◆ VERIFIQUE SUA COMPREENSÃO:
(1) No trecho sobre o riso e a vacuidade, que idade a Sophia tem hoje?
(2) Continue o trecho sobre o riso e a vacuidade, começando logo após a última frase apresentada.

Com certeza. Essa inteligência de brincar, eu não sei qual é a idade. (risos) Essa é uma boa inteligência, né? Eu acho que é um lado bom de Prajnaparamita. A gente vai vendo a vacuidade e vai brincando com aquilo, né? Aquilo parece que vai produzindo todas as realidades e a gente vai girando com aquilo, né? Quando a gente ri de alguma coisa é que a gente viu de um jeito e depois viu de um outro jeito. Quando a gente quebra aquela visão, então a gente ri. Então é interessante a gente poder ver de outro jeito e quebrar aquilo e rir também das coisas, isso é bem bom. É uma boa coisa. Encontrar as pessoas e rir também um pouco, uns dos outros, né? Isso é uma boa coisa, das seriedades todas, né?
Eu lembro, tinha uma época em que eu viajava com a Sophia, minha filha pequena… Hoje ela está com vinte anos… Mas ela tinha de 10 a 8 ou de 10 a 12 quando ela viajava comigo. E, às vezes, eu chamava: “Ô Sophia, conta aquela!” E ela contava uma piada pra todo mundo. Aí, eu vou contar uma bem curtinha que ela contava.
É a história de um menino que não queria comer, aí eles chamaram o psicólogo e o psicólogo tentou produzir um tipo de tratamento, um tipo de abordagem e não funcionou. Chamaram outro e não funcionou. Chamaram outro e não funcionou. Aí teve, enfim, um lá que disse: “Eu resolvo! Isso é um assunto que eu resolvo! Não tem problema!” Aí, trouxeram a criança, e ele tentou várias coisas e a criança não comia, não tinha jeito. Aí, no fim ele se incomodou e disse: “Você diga alguma coisa! Alguma coisa você vai ter que comer! Diga o que é que eu vou trazer pra você!” Aí a criança olhou assim… “Minhoca ensopada!” (risos) Aí ele deu um sorriso de vitória… “Claro, agora você vai comer minhoca ensopada! Você pediu!” Ele deu um jeito, fez um crime ecológico, refogou as minhocas, ensopou aquilo e trouxe. Mas a criança era terrível, ele só dizia alguma coisa depois de chorar muito. Aí quando ele trouxe o ensopado de minhoca, a criança começou a chorar: “Uééééééé!” Aí o psicólogo falou: “O quê que foi agora?” Aí ele disse: “Eu não vou comer se você não comer também!” (risos) Aí o outro tava assim, possesso! Aí ele cortou, dividiu na metade: “Então, metade pra cada um!” E a criança: “Uéééééééééé!” E disse: “Você tem que comer primeiro!” (risos) E ele tava assim: croc, croc, croc (Lama faz barulho de homem comendo) Aí ele: “Uééééééééé!” E ele: “Que foi?” E a criança: “Você comeu a minha metade!” (risos)

◆ MATERIAL FORNECIDO:
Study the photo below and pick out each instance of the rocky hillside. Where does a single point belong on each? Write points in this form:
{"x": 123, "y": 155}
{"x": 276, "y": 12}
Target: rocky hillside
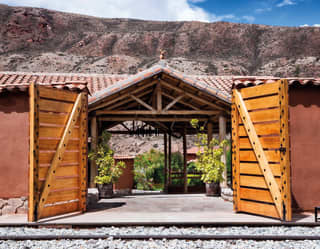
{"x": 48, "y": 41}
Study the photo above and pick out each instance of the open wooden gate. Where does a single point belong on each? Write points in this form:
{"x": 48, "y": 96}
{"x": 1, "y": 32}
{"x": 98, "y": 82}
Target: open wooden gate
{"x": 58, "y": 152}
{"x": 260, "y": 147}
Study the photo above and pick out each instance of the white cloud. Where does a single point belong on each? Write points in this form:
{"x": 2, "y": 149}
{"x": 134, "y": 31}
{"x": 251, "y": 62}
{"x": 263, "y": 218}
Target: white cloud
{"x": 261, "y": 10}
{"x": 285, "y": 3}
{"x": 307, "y": 25}
{"x": 249, "y": 19}
{"x": 164, "y": 10}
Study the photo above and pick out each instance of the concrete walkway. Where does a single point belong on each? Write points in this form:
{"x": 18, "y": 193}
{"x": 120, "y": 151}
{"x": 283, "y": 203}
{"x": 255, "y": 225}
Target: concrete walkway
{"x": 159, "y": 208}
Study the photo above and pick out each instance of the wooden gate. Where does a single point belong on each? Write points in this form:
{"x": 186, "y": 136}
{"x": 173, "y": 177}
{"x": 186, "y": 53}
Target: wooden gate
{"x": 58, "y": 152}
{"x": 260, "y": 147}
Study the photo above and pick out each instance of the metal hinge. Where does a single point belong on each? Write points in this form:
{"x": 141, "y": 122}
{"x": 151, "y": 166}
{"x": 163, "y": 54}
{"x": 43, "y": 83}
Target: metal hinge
{"x": 283, "y": 149}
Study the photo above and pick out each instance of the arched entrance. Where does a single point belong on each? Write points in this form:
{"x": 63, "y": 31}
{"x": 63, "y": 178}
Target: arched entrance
{"x": 166, "y": 100}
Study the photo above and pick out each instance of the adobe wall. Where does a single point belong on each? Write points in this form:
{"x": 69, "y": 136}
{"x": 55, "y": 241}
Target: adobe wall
{"x": 14, "y": 145}
{"x": 125, "y": 182}
{"x": 304, "y": 115}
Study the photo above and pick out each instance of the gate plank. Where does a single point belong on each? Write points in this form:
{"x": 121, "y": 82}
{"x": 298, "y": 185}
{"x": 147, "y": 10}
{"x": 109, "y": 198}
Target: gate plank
{"x": 265, "y": 89}
{"x": 264, "y": 102}
{"x": 259, "y": 208}
{"x": 60, "y": 209}
{"x": 254, "y": 169}
{"x": 266, "y": 142}
{"x": 256, "y": 195}
{"x": 264, "y": 115}
{"x": 250, "y": 156}
{"x": 62, "y": 196}
{"x": 260, "y": 154}
{"x": 262, "y": 129}
{"x": 58, "y": 156}
{"x": 57, "y": 94}
{"x": 256, "y": 181}
{"x": 55, "y": 106}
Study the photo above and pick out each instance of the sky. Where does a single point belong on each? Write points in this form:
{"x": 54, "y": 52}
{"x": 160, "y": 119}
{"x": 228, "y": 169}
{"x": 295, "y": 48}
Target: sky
{"x": 269, "y": 12}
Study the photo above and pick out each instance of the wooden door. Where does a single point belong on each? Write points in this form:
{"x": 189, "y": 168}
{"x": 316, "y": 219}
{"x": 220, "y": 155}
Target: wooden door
{"x": 58, "y": 152}
{"x": 260, "y": 147}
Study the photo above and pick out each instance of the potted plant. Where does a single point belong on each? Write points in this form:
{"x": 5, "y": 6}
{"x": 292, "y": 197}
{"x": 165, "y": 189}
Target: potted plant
{"x": 108, "y": 171}
{"x": 209, "y": 162}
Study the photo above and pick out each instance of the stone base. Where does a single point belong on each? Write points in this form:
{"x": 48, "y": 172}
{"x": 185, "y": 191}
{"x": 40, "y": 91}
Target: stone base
{"x": 93, "y": 196}
{"x": 14, "y": 206}
{"x": 227, "y": 194}
{"x": 121, "y": 192}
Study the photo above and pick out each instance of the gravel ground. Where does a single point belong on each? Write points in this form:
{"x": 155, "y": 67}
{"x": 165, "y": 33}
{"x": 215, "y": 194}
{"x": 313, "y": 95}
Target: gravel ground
{"x": 172, "y": 244}
{"x": 165, "y": 230}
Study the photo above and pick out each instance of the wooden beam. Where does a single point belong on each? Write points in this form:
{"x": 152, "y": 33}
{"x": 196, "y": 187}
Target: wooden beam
{"x": 112, "y": 99}
{"x": 185, "y": 173}
{"x": 57, "y": 158}
{"x": 285, "y": 154}
{"x": 222, "y": 136}
{"x": 33, "y": 152}
{"x": 192, "y": 96}
{"x": 140, "y": 101}
{"x": 143, "y": 118}
{"x": 209, "y": 131}
{"x": 182, "y": 102}
{"x": 146, "y": 112}
{"x": 172, "y": 103}
{"x": 165, "y": 143}
{"x": 127, "y": 100}
{"x": 259, "y": 152}
{"x": 159, "y": 97}
{"x": 235, "y": 156}
{"x": 169, "y": 159}
{"x": 83, "y": 149}
{"x": 94, "y": 143}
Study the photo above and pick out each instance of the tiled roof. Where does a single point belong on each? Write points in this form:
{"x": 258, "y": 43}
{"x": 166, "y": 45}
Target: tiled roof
{"x": 101, "y": 85}
{"x": 20, "y": 81}
{"x": 217, "y": 86}
{"x": 244, "y": 81}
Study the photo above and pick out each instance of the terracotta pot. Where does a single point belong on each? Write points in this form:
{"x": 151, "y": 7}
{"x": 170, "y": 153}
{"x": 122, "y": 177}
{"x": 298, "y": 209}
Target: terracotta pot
{"x": 213, "y": 189}
{"x": 105, "y": 190}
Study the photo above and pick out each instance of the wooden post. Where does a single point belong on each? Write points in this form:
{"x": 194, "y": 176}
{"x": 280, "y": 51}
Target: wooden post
{"x": 222, "y": 136}
{"x": 169, "y": 158}
{"x": 165, "y": 143}
{"x": 185, "y": 173}
{"x": 209, "y": 131}
{"x": 94, "y": 143}
{"x": 34, "y": 152}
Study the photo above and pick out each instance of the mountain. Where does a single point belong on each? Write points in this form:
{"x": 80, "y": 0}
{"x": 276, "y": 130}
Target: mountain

◆ RESULTADOS ESPERADOS:
(1) Vinte anos.

(2)
É assim. Essa eu acho muito boa. Fez o outro comer as minhocas… Então, isso quebra, porque a gente ri, né? Porque a gente vinha pensando de um jeito e aquilo vira, né? E quando vira, vocês vão olhando as caras todas são assim, né? Tem uma energia intensa, aí depois aquilo vira. E a gente ri.
É super importante, né? então a gente está no meio das nossas coisas super difíceis, é como aquilo: Puxou a arma e (Lama faz barulho de esguicho), pronto o outro riu, né? Primeiro levou um susto, né? E depois riu. Aí, pronto. Liquidou. A bolha desaparece, surge uma outra coisa.
Então é isso, nós vamos fazer dedicação e vamos nos despedir.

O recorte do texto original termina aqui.